### SHORT EXERCISE
Render as a numbered list, skipping blank lines, only the part of the lines that opens with the line containing "Task: annotate the stone mosque building." and runs through the end.

# DATASET ROWS start

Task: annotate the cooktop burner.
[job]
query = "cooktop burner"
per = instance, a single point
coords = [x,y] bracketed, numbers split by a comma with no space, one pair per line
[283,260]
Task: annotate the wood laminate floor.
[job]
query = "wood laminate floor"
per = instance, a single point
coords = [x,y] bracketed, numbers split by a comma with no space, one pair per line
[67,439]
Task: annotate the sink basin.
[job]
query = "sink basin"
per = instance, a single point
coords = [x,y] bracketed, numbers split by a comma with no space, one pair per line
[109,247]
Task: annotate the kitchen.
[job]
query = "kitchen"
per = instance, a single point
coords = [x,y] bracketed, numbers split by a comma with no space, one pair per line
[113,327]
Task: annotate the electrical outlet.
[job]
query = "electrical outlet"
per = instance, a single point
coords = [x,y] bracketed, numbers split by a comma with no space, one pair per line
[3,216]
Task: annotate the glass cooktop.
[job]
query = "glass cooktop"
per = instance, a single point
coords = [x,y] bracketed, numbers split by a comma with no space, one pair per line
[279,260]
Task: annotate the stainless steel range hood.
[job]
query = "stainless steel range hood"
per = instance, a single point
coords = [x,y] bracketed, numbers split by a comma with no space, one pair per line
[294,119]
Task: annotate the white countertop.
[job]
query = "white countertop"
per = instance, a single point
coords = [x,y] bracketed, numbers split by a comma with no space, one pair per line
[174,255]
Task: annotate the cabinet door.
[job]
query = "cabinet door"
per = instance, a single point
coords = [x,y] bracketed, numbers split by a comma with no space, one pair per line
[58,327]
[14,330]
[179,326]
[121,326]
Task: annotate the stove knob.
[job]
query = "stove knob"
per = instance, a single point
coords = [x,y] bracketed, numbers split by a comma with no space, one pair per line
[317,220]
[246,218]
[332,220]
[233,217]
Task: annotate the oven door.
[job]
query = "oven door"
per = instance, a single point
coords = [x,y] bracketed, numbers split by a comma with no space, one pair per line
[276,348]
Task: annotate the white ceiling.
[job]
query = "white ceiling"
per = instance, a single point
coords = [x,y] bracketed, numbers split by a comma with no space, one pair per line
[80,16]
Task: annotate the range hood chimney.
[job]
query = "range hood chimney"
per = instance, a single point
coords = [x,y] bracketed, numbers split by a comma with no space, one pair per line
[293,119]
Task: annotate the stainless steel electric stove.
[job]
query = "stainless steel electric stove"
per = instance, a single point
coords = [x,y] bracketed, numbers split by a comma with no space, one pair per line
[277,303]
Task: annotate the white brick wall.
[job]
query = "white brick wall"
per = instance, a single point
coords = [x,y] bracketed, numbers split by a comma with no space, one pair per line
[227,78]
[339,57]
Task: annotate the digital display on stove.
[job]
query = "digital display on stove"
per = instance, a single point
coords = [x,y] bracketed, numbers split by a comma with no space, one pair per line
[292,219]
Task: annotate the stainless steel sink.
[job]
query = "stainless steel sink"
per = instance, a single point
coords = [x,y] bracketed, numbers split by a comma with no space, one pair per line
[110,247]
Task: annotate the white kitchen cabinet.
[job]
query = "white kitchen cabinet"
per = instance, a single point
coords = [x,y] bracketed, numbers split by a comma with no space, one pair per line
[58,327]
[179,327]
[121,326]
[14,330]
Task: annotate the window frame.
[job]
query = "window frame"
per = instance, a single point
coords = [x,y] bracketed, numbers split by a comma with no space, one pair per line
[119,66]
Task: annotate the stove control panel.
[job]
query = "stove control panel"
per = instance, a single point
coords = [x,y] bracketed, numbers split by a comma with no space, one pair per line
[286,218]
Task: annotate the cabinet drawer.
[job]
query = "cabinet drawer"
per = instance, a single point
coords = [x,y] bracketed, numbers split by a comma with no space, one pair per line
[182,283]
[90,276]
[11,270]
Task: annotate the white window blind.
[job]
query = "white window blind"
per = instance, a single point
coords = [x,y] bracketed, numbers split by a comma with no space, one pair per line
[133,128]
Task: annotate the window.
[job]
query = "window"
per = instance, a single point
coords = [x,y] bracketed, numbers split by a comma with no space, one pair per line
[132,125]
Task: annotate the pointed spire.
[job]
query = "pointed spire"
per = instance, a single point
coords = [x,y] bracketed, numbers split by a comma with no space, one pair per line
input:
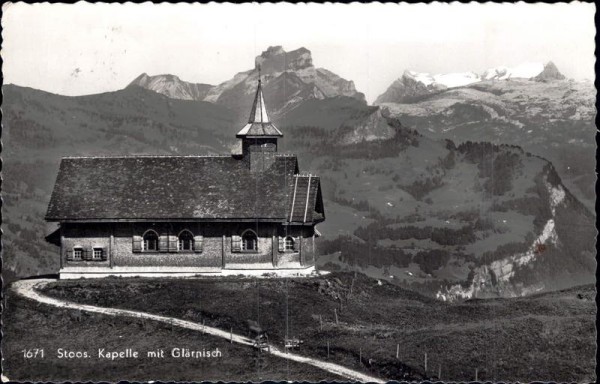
[258,113]
[259,124]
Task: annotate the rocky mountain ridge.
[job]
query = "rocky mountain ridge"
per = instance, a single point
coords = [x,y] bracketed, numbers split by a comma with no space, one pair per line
[288,79]
[413,86]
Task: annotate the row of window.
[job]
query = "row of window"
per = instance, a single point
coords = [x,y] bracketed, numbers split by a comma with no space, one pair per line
[151,242]
[185,241]
[87,254]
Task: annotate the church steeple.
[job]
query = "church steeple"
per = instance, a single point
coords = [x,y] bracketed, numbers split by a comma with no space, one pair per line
[259,125]
[259,136]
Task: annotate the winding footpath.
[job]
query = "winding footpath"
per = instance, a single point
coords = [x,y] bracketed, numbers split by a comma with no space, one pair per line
[26,288]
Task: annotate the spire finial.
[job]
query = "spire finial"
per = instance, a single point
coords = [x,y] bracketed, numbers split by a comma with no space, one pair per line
[258,73]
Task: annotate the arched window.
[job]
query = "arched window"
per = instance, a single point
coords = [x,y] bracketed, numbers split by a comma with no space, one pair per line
[186,241]
[249,241]
[150,241]
[289,243]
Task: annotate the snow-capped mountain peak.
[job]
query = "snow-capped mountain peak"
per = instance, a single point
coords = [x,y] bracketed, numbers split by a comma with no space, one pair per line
[448,80]
[521,71]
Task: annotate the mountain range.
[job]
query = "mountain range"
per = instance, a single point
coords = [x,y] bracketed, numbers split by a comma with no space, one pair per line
[289,78]
[412,86]
[448,218]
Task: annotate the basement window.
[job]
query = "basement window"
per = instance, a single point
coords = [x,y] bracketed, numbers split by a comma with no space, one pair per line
[249,241]
[97,254]
[77,253]
[289,243]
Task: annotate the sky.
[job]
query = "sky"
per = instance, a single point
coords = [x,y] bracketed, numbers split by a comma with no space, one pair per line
[83,48]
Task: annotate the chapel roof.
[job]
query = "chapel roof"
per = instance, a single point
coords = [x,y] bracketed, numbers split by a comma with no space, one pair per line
[183,188]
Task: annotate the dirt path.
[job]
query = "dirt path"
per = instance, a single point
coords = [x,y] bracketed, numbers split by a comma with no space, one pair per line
[26,289]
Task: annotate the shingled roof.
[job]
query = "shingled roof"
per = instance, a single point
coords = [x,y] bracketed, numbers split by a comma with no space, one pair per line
[183,187]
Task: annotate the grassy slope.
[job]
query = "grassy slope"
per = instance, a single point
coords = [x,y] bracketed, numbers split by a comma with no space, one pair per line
[29,325]
[554,120]
[542,337]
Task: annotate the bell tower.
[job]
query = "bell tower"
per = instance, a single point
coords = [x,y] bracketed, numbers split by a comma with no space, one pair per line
[259,136]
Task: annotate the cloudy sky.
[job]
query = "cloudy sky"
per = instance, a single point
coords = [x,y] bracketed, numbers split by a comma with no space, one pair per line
[91,48]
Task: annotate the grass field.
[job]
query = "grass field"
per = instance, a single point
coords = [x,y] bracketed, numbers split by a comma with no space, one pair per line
[547,337]
[27,325]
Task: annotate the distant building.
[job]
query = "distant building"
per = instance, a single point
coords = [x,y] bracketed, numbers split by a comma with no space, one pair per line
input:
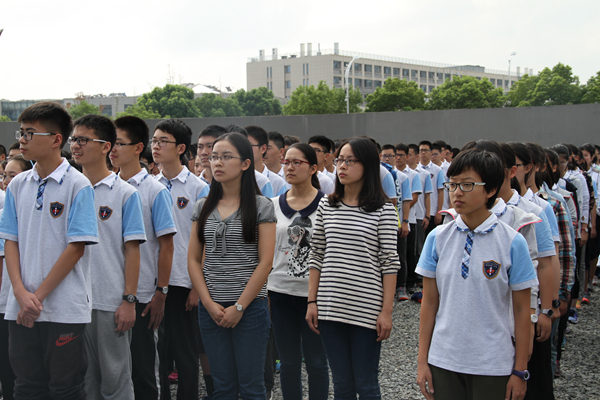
[282,74]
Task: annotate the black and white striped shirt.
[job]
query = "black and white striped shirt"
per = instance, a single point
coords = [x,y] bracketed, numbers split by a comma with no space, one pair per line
[353,249]
[230,261]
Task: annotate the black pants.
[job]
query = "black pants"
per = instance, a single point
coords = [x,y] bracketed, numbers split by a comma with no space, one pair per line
[49,360]
[144,357]
[7,376]
[178,342]
[539,385]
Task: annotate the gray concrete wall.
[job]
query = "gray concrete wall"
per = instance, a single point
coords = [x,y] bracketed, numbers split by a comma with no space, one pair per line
[576,124]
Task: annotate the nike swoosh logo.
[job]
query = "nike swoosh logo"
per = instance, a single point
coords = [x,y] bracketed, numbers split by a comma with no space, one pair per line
[63,341]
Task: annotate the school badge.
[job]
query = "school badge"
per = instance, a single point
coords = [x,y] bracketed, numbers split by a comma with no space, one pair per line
[104,213]
[56,209]
[491,269]
[182,202]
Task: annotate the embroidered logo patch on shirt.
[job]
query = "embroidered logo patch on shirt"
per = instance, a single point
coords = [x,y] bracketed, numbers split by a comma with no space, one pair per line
[56,209]
[182,202]
[491,269]
[105,213]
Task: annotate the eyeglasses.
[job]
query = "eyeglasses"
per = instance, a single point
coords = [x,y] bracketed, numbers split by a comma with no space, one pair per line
[349,161]
[29,135]
[296,163]
[161,143]
[225,158]
[82,141]
[464,186]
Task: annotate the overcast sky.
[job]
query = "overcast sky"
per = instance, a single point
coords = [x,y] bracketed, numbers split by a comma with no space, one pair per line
[54,49]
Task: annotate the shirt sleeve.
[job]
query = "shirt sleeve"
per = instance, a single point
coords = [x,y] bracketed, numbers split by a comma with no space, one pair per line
[387,235]
[521,274]
[162,214]
[427,265]
[133,219]
[82,225]
[8,221]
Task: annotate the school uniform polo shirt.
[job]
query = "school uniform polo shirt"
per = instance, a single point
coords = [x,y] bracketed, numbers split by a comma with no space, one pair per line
[415,187]
[185,189]
[427,188]
[437,180]
[472,332]
[120,220]
[157,206]
[277,182]
[67,216]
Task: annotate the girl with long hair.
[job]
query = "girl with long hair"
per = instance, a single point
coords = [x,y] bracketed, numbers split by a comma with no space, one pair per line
[229,258]
[353,267]
[296,212]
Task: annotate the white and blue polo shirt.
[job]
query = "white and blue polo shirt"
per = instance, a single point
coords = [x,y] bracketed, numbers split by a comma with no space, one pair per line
[472,332]
[120,220]
[67,216]
[157,206]
[185,189]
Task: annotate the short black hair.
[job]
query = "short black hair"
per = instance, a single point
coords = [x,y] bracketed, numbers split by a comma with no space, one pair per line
[135,128]
[486,164]
[102,126]
[322,141]
[54,117]
[277,138]
[215,131]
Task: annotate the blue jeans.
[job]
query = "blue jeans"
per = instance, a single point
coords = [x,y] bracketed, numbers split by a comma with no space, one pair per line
[353,354]
[294,339]
[237,355]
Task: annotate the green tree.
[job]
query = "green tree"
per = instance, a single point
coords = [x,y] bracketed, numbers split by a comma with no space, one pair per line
[396,94]
[140,111]
[260,101]
[556,86]
[83,108]
[466,92]
[172,101]
[306,100]
[591,91]
[211,105]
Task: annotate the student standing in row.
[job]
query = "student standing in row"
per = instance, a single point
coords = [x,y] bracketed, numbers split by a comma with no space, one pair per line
[363,264]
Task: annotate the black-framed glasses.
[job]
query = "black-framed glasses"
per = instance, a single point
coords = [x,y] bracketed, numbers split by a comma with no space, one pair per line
[295,163]
[161,142]
[349,161]
[464,186]
[224,158]
[29,135]
[118,145]
[82,141]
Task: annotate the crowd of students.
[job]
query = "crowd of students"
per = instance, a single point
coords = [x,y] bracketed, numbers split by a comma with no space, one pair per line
[136,256]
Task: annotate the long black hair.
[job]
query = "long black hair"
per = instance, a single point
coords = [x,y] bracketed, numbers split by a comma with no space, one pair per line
[248,191]
[311,156]
[371,196]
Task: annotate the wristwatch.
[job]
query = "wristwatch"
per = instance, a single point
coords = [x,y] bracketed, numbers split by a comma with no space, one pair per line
[524,375]
[556,303]
[163,290]
[130,298]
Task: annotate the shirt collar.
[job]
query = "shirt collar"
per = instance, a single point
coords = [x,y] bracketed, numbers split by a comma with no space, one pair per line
[58,174]
[487,226]
[305,212]
[108,181]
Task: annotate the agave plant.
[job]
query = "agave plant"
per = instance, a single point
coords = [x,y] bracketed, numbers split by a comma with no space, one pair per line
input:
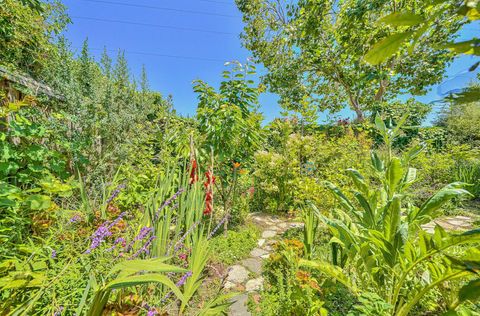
[378,244]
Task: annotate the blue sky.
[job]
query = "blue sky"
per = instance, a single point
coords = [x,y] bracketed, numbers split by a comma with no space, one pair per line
[183,50]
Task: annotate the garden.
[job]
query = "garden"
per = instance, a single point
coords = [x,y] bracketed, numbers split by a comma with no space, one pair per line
[112,203]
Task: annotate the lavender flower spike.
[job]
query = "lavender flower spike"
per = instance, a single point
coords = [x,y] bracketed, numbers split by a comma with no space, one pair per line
[144,247]
[180,282]
[115,193]
[217,227]
[179,243]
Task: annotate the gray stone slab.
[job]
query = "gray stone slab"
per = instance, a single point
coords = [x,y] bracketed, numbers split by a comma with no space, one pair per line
[253,264]
[239,307]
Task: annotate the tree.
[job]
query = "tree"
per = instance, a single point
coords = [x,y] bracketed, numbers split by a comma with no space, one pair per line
[27,28]
[410,27]
[230,123]
[314,51]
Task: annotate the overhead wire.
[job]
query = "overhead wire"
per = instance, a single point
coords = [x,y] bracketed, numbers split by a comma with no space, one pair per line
[159,55]
[151,25]
[145,6]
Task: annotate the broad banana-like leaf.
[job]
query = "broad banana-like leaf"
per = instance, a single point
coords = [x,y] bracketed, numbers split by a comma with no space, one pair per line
[391,221]
[380,125]
[329,270]
[412,153]
[341,231]
[218,306]
[148,265]
[470,291]
[399,125]
[377,163]
[341,198]
[368,219]
[435,202]
[358,180]
[409,178]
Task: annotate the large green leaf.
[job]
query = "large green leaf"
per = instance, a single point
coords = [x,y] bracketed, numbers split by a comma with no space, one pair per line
[387,47]
[470,291]
[402,19]
[148,265]
[394,175]
[330,270]
[38,202]
[444,195]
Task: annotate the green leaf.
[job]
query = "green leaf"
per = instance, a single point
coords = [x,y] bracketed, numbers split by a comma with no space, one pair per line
[38,202]
[402,19]
[394,174]
[386,48]
[145,265]
[377,163]
[330,270]
[470,47]
[444,195]
[358,180]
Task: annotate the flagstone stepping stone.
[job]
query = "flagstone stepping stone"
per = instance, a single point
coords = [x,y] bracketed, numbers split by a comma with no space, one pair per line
[237,274]
[239,307]
[254,285]
[450,223]
[269,234]
[258,252]
[267,248]
[283,225]
[253,264]
[297,225]
[261,242]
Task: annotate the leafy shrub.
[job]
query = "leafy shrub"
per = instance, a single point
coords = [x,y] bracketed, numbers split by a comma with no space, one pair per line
[286,176]
[289,289]
[235,246]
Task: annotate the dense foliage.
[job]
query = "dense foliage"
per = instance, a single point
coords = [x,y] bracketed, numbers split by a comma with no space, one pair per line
[113,204]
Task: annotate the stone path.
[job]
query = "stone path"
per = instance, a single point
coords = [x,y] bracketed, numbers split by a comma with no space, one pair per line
[450,223]
[246,275]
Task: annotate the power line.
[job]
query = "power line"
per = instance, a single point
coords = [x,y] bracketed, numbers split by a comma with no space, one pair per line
[213,1]
[161,8]
[152,25]
[160,55]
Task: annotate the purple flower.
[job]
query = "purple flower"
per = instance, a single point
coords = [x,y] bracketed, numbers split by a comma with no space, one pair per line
[119,240]
[118,219]
[144,247]
[98,237]
[169,201]
[59,312]
[141,235]
[75,218]
[217,227]
[115,193]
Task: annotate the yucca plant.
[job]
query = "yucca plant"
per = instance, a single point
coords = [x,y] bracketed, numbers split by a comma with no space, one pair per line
[381,245]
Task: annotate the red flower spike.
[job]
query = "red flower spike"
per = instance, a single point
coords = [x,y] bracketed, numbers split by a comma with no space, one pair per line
[193,173]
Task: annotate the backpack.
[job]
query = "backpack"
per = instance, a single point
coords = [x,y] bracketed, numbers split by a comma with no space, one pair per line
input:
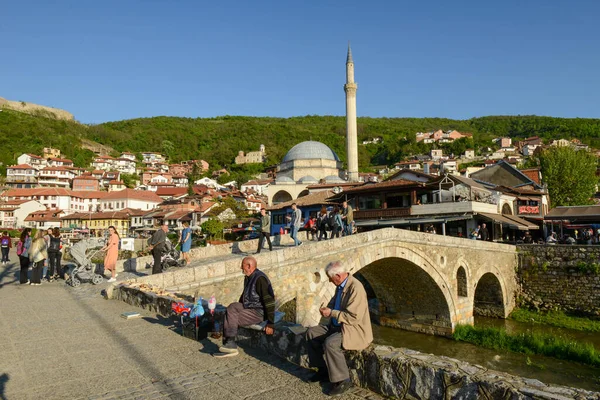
[54,246]
[20,248]
[331,221]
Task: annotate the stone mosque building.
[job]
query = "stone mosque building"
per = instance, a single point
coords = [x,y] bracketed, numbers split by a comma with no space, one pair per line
[310,163]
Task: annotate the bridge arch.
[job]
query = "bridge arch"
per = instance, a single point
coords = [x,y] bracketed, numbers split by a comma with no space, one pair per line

# DATASET ROWS end

### TASK RESPONSE
1. Task: annotate the stone mosque building.
2. [job]
3. query = "stone mosque building"
4. per = instance, a single point
5. coords = [x,y] bracketed, numbers split by a comma with no space, one pair per line
6. [310,163]
7. Task: annotate the bridge arch.
8. [job]
9. query = "bridge arch"
10. per = instance, a single point
11. coords = [x,y] bracketed, numbers split by a comma with no space, one pair per line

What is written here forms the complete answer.